Exercise inputs:
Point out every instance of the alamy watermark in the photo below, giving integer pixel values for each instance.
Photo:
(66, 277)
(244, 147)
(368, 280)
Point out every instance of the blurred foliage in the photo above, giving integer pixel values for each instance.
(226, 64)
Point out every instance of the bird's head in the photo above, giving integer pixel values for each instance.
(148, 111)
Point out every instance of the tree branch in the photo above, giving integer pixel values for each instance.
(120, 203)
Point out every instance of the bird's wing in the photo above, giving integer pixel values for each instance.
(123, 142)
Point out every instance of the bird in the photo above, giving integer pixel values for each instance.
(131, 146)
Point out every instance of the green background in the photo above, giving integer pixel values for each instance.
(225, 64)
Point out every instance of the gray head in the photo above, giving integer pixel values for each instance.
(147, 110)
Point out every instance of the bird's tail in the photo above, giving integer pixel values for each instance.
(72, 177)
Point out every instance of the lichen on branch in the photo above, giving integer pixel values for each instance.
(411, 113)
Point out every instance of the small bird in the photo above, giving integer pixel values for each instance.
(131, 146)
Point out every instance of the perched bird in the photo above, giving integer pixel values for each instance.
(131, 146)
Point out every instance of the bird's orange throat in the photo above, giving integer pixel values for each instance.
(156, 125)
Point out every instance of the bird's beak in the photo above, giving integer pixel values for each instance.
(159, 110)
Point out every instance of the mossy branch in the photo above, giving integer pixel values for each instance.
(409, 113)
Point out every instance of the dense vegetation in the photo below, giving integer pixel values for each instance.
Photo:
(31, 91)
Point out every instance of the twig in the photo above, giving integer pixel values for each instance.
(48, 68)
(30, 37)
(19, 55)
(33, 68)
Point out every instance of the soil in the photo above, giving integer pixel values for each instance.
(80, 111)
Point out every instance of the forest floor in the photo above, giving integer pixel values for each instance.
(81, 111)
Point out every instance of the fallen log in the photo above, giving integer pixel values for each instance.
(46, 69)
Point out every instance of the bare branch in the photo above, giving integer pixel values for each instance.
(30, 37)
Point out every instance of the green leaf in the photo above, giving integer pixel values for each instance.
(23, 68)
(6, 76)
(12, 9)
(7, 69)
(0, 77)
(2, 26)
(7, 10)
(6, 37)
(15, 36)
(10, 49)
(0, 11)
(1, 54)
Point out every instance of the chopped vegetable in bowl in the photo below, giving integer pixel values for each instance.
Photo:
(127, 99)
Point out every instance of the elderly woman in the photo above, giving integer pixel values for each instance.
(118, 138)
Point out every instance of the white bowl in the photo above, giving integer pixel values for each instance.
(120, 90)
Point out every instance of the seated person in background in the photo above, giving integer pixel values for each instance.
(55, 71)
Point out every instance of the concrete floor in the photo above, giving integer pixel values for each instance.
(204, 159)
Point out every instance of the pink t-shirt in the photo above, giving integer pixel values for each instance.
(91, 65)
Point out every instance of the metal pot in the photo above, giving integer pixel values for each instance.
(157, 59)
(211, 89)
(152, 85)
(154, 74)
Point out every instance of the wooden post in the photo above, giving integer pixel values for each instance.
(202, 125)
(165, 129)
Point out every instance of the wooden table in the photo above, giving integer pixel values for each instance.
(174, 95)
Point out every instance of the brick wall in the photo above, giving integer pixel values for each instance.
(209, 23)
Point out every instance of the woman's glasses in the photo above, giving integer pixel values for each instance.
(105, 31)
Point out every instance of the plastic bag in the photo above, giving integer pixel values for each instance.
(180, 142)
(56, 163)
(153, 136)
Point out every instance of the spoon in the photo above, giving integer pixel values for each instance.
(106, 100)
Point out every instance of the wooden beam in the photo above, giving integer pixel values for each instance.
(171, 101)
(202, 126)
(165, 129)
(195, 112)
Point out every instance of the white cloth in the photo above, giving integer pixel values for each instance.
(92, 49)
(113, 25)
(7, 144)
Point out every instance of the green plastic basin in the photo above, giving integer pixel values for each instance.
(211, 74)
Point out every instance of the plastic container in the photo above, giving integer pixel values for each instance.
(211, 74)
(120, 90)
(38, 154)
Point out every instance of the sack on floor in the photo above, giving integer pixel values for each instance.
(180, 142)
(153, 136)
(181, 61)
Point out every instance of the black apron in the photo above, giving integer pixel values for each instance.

Your goal: The whole of the data is to be copied out word for word.

Output for this task:
Point out every instance of the alamy watermark in the photo below, giving integer pixel values for each instance.
Photo:
(66, 277)
(244, 147)
(368, 280)
Point out every instance of the blurred foliage in the photo above, giving integer pixel values for each instance.
(226, 64)
Point out every instance of the bird's head in the photo above, giving integer pixel values for each instance.
(148, 111)
Point out every instance of the tree branch in the photo above, giving integer pixel values for each instance.
(120, 203)
Point out every instance of the bird's wing in the photo above, giving integer pixel values for each instance.
(123, 142)
Point out every instance of the bird in the photo above, giving integer pixel values for each instance.
(131, 146)
Point out every instance of the green background in the photo above, giving integer pixel values for each instance.
(225, 64)
Point out every instance of the gray head in the photo above, giving integer pixel values for each instance.
(147, 110)
Point out every instance of the bird's tail in the photo above, giving integer pixel values for each instance.
(72, 177)
Point out every instance of the lichen on branch in the photo above, giving integer pixel values for each instance.
(411, 113)
Point out every instance of the small bird in the photo above, giving integer pixel values for each instance.
(131, 146)
Point out every instance of the perched bird in the photo above, giving integer pixel values for each instance.
(131, 146)
Point out every instance of the bird's orange throat in the photo above, giving integer pixel values for each instance.
(156, 125)
Point out every instance of the bird's beak in the photo above, giving integer pixel values for each instance.
(159, 110)
Point out every instance of the mossy branch in the photo above, giving integer pixel values for each instance.
(409, 113)
Point out every instance of the dense vegetation in the photo below, giving integer pixel values for each instance.
Photo:
(31, 91)
Point out every instance of the twig in the photo above, giving integer pixel values for each instance.
(48, 68)
(30, 37)
(19, 55)
(33, 68)
Point out every instance of the soil in the photo above, giving integer pixel values for each instance.
(80, 111)
Point out every instance of the forest floor in the photo above, giving integer pixel values for each instance.
(81, 111)
Point out every instance of the fallen log in the photo above, giving integer pixel values for each instance.
(46, 69)
Point out every instance of the bare branch in the photo above, giving integer pixel values for each instance.
(30, 37)
Point out every instance of the green leaf in the photo above, giving integer pixel values for each instance.
(23, 68)
(6, 76)
(12, 9)
(7, 69)
(0, 77)
(2, 26)
(7, 10)
(6, 37)
(15, 36)
(10, 49)
(0, 11)
(1, 54)
Point out every instance of the chopped vegetable in bowl in the photo below, giving integer pixel values for each instance.
Photo:
(127, 99)
Point out every instance of the elderly woman in the photo above, giving integer pixel values for each instance.
(118, 138)
Point out every instance of the white bowl in the photo above, giving integer pixel values for each instance.
(120, 90)
Point out every instance of the seated person in background in the photo above, giving integer pixel values for each instance.
(55, 71)
Point out every instance of the concrete floor in the photo above, giving integer pixel values for each instance.
(204, 159)
Point out every instance of the pink t-shirt in the photo above, giving integer pixel values for each instance.
(91, 65)
Point out every instance of the metal pot in the photo above, giving integer pixel values for each instance.
(157, 59)
(211, 89)
(152, 85)
(154, 74)
Point out every instance of the wooden post in the photo above, giving integer pixel values for each instance.
(202, 125)
(165, 129)
Point out every instance of the wooden table in the photo above, giving integer pixel values for each instance.
(174, 95)
Point out every instance of the brick wall in the photo above, giving integer pixel values for each instance.
(209, 23)
Point out every instance of the woman's glasses in the photo above, giving integer pixel values for each instance.
(105, 31)
Point out every instance of the plastic bag in the photo above, giving integer pixel values for each instance.
(180, 142)
(56, 163)
(153, 136)
Point out every instance of the spoon in the photo above, giving integer pixel values for each instance.
(106, 100)
Point out every instance of the wooden beam in the photo above, giving integer pixel values for each instance.
(171, 101)
(202, 126)
(165, 129)
(195, 112)
Point out every instance of the white cloth in the photo above, giving integer pixel values for each instance.
(92, 49)
(113, 25)
(7, 144)
Point out every instance of the green plastic basin in the photo above, giving integer pixel values for each instance.
(211, 74)
Point out every instance of the plastic container in the photo above, giving integer pixel values for each instance.
(211, 74)
(120, 90)
(38, 154)
Point out every instance of the sack on floor in the photo above, giving integer pixel values for each instance.
(180, 142)
(153, 136)
(181, 61)
Point out every instance of the black apron in the photo above, giving integer pixel values for each instance.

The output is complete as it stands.